**SET OF TASKS:**
A. From the Matthew Boxer profile below, quote the passage from "1st Comptroller of" to "in December 2013.".
B. According to the Matthew Boxer profile below, on what date was he sworn in as New Jersey's first independent state comptroller?

**EXCERPT PROVIDED:**
********

1st Comptroller of New Jersey
- In office January 17, 2008 – December 31, 2013
- Governor: Jon Corzine Chris Christie
- Preceded by: Position established
- Succeeded by: Marc Larkins (acting)

Personal details
- Education: Princeton University (AB) Columbia University (JD)

= Matthew Boxer =

American politician

Matthew Boxer (born October 1970) is an American attorney who served as New Jersey State Comptroller. He was sworn in as New Jersey's first independent state comptroller on January 17, 2008 after the recreation of the office in 2007. He served in this position until the end of his term in December 2013.

Boxer led a staff responsible for overseeing audits and performance reviews at all levels of New Jersey government. The office audits government finances, examines the efficiency of government programs and scrutinizes government contracts. "The mission of the office is clear,"' Boxer said after his swearing-in. '"The Comptroller's Office exists to bring greater efficiency and transparency to the operation of all levels of New Jersey's government: from our town halls and schools, to our state agencies and our independent state authorities. Simply put, this state cannot afford to have its governmental entities wasting money that comes from the hard work of the taxpayers of this state."

********

**EXTRACTED INFORMATION:**
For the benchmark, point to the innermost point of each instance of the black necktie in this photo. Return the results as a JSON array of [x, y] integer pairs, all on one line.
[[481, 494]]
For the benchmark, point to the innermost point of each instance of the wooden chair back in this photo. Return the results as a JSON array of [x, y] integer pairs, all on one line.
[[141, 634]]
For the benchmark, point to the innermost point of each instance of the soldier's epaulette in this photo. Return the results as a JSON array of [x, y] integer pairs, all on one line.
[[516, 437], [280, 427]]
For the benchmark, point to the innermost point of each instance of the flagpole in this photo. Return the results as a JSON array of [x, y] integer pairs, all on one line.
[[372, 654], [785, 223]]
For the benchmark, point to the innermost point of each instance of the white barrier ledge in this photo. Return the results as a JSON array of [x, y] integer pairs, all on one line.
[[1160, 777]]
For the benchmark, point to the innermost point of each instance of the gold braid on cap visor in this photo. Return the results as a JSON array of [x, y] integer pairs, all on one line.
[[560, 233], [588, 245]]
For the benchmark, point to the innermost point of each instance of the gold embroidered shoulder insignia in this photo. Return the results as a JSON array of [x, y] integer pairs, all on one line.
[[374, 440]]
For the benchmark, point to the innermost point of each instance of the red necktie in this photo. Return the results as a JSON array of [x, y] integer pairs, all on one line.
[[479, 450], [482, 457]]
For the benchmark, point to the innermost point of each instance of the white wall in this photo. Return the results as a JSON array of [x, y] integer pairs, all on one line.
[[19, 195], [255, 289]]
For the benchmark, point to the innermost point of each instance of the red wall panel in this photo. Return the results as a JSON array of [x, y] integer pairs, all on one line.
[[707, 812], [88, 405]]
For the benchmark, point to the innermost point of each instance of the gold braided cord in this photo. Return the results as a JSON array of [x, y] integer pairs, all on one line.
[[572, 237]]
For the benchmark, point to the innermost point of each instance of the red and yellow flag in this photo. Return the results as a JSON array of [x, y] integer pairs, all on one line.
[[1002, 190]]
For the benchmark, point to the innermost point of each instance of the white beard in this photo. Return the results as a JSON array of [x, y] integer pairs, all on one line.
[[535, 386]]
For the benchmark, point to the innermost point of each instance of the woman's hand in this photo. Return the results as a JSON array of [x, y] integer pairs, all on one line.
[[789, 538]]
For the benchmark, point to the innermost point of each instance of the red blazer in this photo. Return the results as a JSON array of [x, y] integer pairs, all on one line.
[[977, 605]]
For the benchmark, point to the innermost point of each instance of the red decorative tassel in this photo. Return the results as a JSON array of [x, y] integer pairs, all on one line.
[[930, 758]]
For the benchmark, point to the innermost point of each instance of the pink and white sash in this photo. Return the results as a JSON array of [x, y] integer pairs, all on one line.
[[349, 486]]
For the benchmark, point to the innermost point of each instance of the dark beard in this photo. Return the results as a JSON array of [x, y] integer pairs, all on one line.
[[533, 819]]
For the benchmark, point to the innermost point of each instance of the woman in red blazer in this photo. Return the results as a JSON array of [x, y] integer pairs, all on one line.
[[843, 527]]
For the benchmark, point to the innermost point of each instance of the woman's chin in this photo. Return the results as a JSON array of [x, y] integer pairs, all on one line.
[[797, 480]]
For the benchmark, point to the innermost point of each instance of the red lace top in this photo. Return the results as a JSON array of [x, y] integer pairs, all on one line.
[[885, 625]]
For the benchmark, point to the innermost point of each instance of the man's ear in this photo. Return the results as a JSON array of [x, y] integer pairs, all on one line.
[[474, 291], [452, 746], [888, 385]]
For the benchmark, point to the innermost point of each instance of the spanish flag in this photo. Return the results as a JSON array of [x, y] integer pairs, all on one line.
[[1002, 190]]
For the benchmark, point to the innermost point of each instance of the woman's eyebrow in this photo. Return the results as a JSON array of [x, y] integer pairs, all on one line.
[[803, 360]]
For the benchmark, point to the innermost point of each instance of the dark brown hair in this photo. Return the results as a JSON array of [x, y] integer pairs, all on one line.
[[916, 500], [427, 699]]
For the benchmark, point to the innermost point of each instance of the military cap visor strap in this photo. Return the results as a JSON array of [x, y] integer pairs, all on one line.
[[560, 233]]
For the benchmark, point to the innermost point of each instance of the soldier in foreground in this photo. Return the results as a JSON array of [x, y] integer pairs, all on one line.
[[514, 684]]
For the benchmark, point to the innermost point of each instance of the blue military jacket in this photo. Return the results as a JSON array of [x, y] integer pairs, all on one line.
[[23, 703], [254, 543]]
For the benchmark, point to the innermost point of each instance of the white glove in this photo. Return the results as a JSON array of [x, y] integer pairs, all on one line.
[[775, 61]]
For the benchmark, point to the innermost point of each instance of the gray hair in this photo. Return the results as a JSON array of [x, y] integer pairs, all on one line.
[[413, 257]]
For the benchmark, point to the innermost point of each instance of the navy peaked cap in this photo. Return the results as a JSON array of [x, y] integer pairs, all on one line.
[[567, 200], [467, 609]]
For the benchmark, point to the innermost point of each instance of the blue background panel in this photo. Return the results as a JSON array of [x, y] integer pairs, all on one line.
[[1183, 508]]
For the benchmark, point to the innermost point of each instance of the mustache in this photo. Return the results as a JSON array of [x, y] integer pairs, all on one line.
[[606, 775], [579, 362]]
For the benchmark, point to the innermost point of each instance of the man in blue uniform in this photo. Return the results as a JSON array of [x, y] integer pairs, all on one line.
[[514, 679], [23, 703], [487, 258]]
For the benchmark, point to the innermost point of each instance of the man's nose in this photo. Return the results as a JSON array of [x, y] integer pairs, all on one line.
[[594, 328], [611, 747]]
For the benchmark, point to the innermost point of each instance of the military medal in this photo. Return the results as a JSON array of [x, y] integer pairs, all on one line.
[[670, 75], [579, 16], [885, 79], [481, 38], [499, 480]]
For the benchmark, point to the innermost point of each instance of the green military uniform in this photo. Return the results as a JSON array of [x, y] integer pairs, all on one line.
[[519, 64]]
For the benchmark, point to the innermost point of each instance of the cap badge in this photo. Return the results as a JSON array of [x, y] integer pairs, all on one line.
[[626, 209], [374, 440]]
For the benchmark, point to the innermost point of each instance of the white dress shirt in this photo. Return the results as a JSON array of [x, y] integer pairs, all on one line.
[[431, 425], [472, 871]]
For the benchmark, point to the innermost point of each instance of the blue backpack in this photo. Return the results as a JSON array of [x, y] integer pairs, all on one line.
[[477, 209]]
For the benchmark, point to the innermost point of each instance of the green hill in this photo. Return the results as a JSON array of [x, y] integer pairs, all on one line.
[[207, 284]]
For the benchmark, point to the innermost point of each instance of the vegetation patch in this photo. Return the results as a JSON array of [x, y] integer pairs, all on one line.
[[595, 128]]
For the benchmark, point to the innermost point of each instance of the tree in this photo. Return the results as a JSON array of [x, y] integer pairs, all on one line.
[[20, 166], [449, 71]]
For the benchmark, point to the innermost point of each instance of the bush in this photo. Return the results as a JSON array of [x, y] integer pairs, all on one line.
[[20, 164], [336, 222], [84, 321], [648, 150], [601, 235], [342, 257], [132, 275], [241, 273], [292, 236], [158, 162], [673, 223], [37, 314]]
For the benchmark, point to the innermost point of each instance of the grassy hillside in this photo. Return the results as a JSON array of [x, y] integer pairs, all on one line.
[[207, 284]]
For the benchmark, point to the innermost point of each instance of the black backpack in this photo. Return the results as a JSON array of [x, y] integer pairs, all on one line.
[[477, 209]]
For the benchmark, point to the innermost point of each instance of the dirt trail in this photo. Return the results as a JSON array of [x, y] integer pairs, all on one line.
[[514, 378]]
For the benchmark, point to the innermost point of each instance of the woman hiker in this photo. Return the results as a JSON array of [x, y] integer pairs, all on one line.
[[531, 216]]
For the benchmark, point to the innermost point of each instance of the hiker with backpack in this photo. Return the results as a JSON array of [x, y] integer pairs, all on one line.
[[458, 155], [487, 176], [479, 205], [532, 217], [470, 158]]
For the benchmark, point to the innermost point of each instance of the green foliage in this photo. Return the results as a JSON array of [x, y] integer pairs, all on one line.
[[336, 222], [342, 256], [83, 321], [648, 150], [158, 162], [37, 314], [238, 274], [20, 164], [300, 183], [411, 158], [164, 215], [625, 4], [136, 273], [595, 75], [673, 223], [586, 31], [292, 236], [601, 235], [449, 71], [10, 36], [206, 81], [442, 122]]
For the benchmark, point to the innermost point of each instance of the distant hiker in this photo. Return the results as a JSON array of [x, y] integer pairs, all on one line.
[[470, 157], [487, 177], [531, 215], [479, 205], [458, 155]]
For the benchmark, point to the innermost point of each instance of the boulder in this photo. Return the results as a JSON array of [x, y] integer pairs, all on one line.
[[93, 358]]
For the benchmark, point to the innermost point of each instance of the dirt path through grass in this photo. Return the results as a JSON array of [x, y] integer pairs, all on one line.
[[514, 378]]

********

**RESULTS:**
A.
1st Comptroller of New Jersey
- In office January 17, 2008 – December 31, 2013
- Governor: Jon Corzine Chris Christie
- Preceded by: Position established
- Succeeded by: Marc Larkins (acting)

Personal details
- Education: Princeton University (AB) Columbia University (JD)

= Matthew Boxer =

American politician

Matthew Boxer (born October 1970) is an American attorney who served as New Jersey State Comptroller. He was sworn in as New Jersey's first independent state comptroller on January 17, 2008 after the recreation of the office in 2007. He served in this position until the end of his term in December 2013.

B. January 17, 2008